戊辰(明治元年か)2月15日/1868年か

紙・木版,捺印,墨書

縦18.8cm×横10.1cm

1枚

富山県高岡市古城1-5

資料番号 2-04-36

高岡市蔵(高岡市立博物館保管)

富札とは富くじ、即ち今でいう宝くじのことである。興行主である高岡町仕法方役所が発行して行われた「高岡町仕法講」の富札である。
 表面には上部中央に朱の鶴(おそらく印)と墨書で「三千壱番」とある。番号の「三」にかかるように黒文円印(印文不明)と、「千」にかかるように白文方印(印文「冨田之印」)がみられる。左には朱(おそらく印)で「戊辰二月十五日會」とあり、その下に「高岡町/仕法方役所」と黒印(印文「仕法方役所印」)がある。
 右中央部には分銅型の朱の割り印(印文不明)と黒文方印(印文「壱口銀百七拾目掛/但引人勝手次第/壱人拾七匁加入」)がみられる。この富札1口(枚)は銀170目(匁)で、この仕法講への参加料が銀17匁であったことがわかる。その上部に墨書で「九十」とある。右下には朱文円印(印文不明)の割り印がみられる。上部には藍色の線がみられる。
 裏面にはこの富くじの概要が表に整理されて刷られている。右上に「高岡町仕法講」というこの富くじの名称があり、その左に「鶴三千八百枚」、「亀三千八百枚」、「合七千六百枚」、「鬮當札百枚」、「印違百枚」とある。これは「鶴」「亀」の組がそれぞれ3,800枚、計7,600枚が発行され、当り札が100枚あり、印(組)違い賞が100枚あるということである。またその左の「両袖孫四百八拾四枚」、「都合六百八拾四枚」とは、前後賞にあたる「両袖」と、そのまた前後の賞にあたる「両孫」の枚数が484枚あり、両孫は無い場合もあるので、計684枚あることを示している。

演習課題 1
レコードから「yellow」という語を含む行をすべて選び、一行ずつ書き写せ。

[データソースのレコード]
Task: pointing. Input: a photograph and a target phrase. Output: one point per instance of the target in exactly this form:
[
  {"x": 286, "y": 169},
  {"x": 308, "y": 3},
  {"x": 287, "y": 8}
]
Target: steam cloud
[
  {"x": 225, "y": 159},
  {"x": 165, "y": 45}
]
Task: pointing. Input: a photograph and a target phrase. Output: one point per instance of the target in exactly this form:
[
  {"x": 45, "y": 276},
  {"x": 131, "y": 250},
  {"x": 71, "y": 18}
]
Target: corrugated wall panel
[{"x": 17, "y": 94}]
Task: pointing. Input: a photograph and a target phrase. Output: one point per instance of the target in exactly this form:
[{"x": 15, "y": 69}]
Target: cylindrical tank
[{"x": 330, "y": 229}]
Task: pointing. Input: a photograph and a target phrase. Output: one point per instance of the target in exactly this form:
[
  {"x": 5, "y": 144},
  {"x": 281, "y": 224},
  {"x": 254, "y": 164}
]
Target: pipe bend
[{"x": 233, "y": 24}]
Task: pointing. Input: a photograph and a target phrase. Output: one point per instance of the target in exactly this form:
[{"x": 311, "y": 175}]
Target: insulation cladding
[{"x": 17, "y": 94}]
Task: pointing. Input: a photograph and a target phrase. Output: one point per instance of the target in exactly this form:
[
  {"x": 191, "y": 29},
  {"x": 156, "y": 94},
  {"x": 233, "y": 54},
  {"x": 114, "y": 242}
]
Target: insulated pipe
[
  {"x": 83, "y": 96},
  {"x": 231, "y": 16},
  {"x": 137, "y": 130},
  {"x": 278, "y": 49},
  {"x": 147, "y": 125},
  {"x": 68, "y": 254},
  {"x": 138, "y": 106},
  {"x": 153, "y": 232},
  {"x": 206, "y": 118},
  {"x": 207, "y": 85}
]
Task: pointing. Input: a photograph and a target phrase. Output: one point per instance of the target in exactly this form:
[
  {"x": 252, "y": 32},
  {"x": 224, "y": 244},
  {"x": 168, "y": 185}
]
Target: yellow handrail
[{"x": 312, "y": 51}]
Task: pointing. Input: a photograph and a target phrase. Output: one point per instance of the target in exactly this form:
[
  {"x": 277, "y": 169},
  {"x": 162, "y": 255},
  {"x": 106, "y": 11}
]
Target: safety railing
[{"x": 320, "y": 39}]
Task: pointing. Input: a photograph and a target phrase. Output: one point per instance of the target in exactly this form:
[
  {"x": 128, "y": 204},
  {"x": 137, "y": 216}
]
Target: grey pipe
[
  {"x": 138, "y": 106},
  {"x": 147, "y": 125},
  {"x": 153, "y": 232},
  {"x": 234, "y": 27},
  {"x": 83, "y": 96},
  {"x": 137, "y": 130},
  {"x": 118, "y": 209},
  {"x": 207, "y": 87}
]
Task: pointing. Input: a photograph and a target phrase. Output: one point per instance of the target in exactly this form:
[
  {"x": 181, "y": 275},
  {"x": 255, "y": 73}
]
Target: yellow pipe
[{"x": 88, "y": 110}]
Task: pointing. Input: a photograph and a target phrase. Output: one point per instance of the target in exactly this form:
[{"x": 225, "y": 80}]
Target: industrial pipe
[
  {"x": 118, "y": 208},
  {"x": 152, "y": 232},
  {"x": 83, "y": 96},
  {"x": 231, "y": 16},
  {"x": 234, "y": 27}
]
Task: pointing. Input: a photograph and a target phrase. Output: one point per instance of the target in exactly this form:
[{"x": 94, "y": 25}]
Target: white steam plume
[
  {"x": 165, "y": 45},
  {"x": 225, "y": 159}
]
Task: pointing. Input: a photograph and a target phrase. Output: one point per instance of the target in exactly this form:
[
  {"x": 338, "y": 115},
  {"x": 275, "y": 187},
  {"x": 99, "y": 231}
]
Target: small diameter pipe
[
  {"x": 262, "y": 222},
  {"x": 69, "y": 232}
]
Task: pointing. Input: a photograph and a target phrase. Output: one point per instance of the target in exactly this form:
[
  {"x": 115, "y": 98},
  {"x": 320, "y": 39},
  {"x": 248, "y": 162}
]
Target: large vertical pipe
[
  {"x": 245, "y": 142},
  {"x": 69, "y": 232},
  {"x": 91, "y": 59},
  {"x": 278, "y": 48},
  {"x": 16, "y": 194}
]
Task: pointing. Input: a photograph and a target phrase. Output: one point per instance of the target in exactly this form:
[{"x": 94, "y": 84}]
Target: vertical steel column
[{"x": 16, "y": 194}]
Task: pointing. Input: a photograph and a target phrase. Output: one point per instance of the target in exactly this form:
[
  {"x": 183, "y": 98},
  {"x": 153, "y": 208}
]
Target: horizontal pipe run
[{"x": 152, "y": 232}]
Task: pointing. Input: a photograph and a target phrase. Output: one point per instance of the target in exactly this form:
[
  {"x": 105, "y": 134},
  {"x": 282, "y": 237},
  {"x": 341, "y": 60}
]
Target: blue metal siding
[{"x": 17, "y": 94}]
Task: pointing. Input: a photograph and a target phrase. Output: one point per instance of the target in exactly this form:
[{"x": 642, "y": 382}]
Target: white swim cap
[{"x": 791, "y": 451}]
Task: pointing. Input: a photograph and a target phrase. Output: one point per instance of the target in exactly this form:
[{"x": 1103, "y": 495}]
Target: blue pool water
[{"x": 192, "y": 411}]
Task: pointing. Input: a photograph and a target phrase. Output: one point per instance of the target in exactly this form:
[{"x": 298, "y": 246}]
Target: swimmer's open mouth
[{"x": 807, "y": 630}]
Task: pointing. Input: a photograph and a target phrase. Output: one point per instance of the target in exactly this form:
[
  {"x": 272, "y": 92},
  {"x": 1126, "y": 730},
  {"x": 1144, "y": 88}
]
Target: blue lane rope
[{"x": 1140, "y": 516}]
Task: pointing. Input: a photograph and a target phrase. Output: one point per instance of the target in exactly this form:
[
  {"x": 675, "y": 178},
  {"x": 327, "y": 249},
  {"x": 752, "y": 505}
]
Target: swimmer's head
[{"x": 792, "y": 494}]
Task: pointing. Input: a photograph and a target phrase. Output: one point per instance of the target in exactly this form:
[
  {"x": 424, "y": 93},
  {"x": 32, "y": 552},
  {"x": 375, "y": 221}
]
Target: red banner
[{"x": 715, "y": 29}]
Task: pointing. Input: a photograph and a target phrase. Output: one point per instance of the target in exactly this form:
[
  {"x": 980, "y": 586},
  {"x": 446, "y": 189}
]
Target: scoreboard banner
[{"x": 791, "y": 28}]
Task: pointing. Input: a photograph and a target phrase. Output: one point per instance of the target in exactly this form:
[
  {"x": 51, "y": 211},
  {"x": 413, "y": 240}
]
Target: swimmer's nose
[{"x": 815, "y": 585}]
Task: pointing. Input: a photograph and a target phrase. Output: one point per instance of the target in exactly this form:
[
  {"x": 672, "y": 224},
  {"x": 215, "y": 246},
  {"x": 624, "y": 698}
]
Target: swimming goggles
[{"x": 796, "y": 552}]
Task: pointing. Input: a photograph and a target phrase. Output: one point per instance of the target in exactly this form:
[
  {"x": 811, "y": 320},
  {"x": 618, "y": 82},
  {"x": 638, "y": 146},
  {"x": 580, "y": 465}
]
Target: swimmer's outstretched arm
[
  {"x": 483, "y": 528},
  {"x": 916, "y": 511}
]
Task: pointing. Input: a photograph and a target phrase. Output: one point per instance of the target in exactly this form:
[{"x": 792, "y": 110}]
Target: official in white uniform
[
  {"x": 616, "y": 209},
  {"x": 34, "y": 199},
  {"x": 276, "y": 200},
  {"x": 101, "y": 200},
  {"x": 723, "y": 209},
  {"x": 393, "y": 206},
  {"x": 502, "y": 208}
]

演習課題 2
富札の解説文で「裏面にはこの富くじの概要が」から始まる段落を、主な事実を残して箇条書きに書き直せ。

解答 1
Target: yellow handrail
Target: yellow pipe

解答 2
- 裏面には富くじの概要が表の形で刷られている。
- 右上に富くじの名称「高岡町仕法講」がある。
- 「鶴」「亀」の組がそれぞれ3,800枚、計7,600枚発行された。
- 当り札は100枚、印(組)違い賞は100枚ある。
- 前後賞にあたる「両袖」と、さらにその前後の賞にあたる「両孫」が合わせて484枚ある。ただし両孫は無い場合もある。
- これらを合わせると計684枚になる。